*Work instruction:*
All of the entries below are to be retyped exactly.

━━ Information provided

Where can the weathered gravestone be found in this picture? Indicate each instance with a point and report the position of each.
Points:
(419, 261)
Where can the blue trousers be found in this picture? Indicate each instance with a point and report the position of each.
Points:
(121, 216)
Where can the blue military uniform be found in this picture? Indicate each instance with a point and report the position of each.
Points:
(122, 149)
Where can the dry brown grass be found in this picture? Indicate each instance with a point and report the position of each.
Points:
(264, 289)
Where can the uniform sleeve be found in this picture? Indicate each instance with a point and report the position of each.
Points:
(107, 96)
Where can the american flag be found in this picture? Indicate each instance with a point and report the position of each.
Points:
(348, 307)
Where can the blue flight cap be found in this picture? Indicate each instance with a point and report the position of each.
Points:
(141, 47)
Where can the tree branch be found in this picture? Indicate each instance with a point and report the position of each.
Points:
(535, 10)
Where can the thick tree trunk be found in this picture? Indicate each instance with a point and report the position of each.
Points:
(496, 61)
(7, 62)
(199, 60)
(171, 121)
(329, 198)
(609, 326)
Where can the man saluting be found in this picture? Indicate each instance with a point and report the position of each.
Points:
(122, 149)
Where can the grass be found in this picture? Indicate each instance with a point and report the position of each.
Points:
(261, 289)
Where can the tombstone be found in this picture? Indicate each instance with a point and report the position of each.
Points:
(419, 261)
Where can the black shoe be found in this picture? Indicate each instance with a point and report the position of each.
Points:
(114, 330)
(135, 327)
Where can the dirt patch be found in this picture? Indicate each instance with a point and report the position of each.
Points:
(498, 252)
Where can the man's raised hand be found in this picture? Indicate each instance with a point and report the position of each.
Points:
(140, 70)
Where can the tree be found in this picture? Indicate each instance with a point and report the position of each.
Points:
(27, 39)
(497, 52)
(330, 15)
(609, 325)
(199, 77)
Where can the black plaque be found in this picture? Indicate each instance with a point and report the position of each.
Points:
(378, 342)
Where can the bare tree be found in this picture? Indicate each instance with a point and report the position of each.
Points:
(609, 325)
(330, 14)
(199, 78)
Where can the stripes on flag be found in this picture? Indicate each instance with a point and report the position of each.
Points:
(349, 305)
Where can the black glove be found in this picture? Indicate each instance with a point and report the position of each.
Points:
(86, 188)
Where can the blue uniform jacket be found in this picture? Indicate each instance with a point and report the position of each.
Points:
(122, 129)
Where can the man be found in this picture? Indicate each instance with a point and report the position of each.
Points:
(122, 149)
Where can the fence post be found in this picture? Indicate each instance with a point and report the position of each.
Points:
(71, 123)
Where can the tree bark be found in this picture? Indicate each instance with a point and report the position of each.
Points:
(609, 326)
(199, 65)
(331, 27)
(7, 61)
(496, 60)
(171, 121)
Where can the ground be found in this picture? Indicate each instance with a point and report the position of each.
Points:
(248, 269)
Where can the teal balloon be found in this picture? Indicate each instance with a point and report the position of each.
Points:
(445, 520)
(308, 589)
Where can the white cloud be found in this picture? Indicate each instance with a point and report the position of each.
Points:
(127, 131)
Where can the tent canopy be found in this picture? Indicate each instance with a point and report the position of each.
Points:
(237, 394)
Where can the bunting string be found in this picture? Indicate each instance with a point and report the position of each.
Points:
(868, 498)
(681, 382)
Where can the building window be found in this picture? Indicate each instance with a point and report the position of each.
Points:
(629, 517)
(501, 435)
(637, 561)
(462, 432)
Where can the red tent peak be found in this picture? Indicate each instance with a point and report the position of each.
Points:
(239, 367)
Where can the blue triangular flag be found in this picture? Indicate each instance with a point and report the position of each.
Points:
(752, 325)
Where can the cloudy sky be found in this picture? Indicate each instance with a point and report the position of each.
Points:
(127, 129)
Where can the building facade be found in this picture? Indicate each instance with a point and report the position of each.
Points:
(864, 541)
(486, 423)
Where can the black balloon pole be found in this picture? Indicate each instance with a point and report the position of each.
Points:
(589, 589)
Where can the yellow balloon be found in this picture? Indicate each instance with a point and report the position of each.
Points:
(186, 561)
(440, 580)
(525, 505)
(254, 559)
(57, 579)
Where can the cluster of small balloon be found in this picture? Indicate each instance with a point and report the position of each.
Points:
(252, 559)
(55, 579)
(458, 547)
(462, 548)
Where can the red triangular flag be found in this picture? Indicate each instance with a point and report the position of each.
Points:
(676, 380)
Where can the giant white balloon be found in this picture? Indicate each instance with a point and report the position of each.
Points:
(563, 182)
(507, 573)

━━━━

*Task result:*
Where can the weathered gravestone be found in this picture? Indicate each instance with a point and report the position of each.
Points:
(419, 261)
Where can the blue trousers be found in this picture? Indicate each instance with a point and report the position of each.
Points:
(121, 216)
Where can the blue military uniform be found in this picture? Indicate each instance with a point and report the position of each.
Points:
(122, 149)
Where can the dry brown grass be found in this picture? Indicate each instance with a point and report the position of each.
Points:
(264, 289)
Where can the uniform sleeve be found in this picture? Indicate each instance with a point and report the position of each.
Points:
(107, 96)
Where can the american flag be found in this picture? Indicate each instance with a point and report the position of each.
Points:
(348, 307)
Where can the blue flight cap be found in this picture? Indicate each instance with a point and report the position of each.
Points:
(141, 47)
Where can the tree branch be found in this picture? Indicate each instance with a point and report the position of each.
Points:
(535, 10)
Where can the thick tree trunk be found in this picture? Indicate each instance with a point and report the position of each.
Points:
(496, 61)
(7, 62)
(199, 60)
(171, 121)
(329, 198)
(609, 326)
Where can the man saluting be found in this picture? Indicate each instance with a point and report the position of each.
Points:
(122, 149)
Where can the grass be found in this picture? Indicate each instance with a point and report the position of each.
Points:
(261, 289)
Where can the tombstone be found in this picture? Indicate each instance with a point and report the position of each.
Points:
(419, 261)
Where can the black shoe be found in this picture? Indicate each instance with a point and report the position of each.
Points:
(114, 330)
(135, 327)
Where can the dirt patch be found in this picture? Indicate each instance with a point and report the position of each.
Points:
(498, 252)
Where can the man's raised hand be found in this picture? Indicate each instance with a point and report the position of each.
Points:
(140, 70)
Where can the tree be found in this picture? Indicate each instance with a point and report the position of each.
Points:
(27, 39)
(497, 52)
(330, 15)
(609, 325)
(199, 77)
Where can the black plaque be found in this picture? Indicate each instance with a point and report the position of each.
Points:
(378, 342)
Where can the bare tree be found in this picture? Indicate each instance with a point and report the position of each.
Points:
(609, 325)
(330, 14)
(199, 78)
Where can the stripes on flag be found in this picture? Indicate each instance with a point and report the position of each.
Points:
(349, 305)
Where can the black glove be found in this picture? Indicate each instance with a point and report the position of each.
Points:
(86, 188)
Where can the blue uniform jacket be found in this picture? Indicate each instance with a point and report the position of each.
Points:
(122, 129)
Where can the man be found in this picture? Indicate each instance with a point and report the position of each.
Points:
(122, 149)
Where can the fence post be found in this picture? Indicate each instance with a point and report the position of each.
Points:
(71, 123)
Where can the tree bark be found in this picture? Indicate each instance with a point and report the position of each.
Points:
(609, 326)
(199, 65)
(331, 27)
(7, 61)
(496, 60)
(171, 121)
Where can the ground be found in this picture? Indicate each instance with a point and report the position of each.
Points:
(248, 269)
Where can the teal balloon be found in this picture? Indicate each instance with a point and report the position of each.
Points:
(445, 520)
(308, 589)
Where can the white cloud be found in this picture? Indicate each instance with a point and report the position of each.
Points:
(127, 131)
Where can the tent canopy be found in this picture? Indicate each instance with a point and report the position of each.
Points:
(237, 394)
Where can the bunting string be found in this picture? Indicate each instance with a point and report the position of each.
Points:
(868, 498)
(681, 382)
Where can the building window be found in this picture? Indicate each instance with a point and report the position of each.
Points:
(629, 517)
(501, 435)
(637, 561)
(462, 432)
Where can the red tent peak be found in this picture? Indicate each instance with a point and report the position of each.
Points:
(239, 367)
Where can the blue triangular flag be found in this picture? Indicate each instance with a point and report the position of each.
Points:
(752, 325)
Where can the cloudy sky be found in this picture? Indicate each instance with a point and report the position of each.
Points:
(127, 129)
Where can the building facade be found in this picture? Indicate each instance with a point and report the position of each.
Points:
(864, 541)
(486, 423)
Where can the black balloon pole be found in this picture? Indicate each instance with a point and report the position of each.
Points:
(589, 589)
Where can the yellow balloon be found in this picture? Indicate each instance with a point and report the position of each.
Points:
(186, 561)
(440, 580)
(525, 505)
(254, 559)
(57, 579)
Where can the cluster of small balloon be found in this picture? Indicate each instance with a point and report the position of each.
Points:
(252, 559)
(55, 579)
(458, 547)
(462, 548)
Where can the red triangular flag be found in this picture? Indicate each instance with a point and report the position of each.
Points:
(676, 380)
Where can the giant white balloon be found in this picture? Indicate each instance with a point and report the position of each.
Points:
(563, 182)
(507, 573)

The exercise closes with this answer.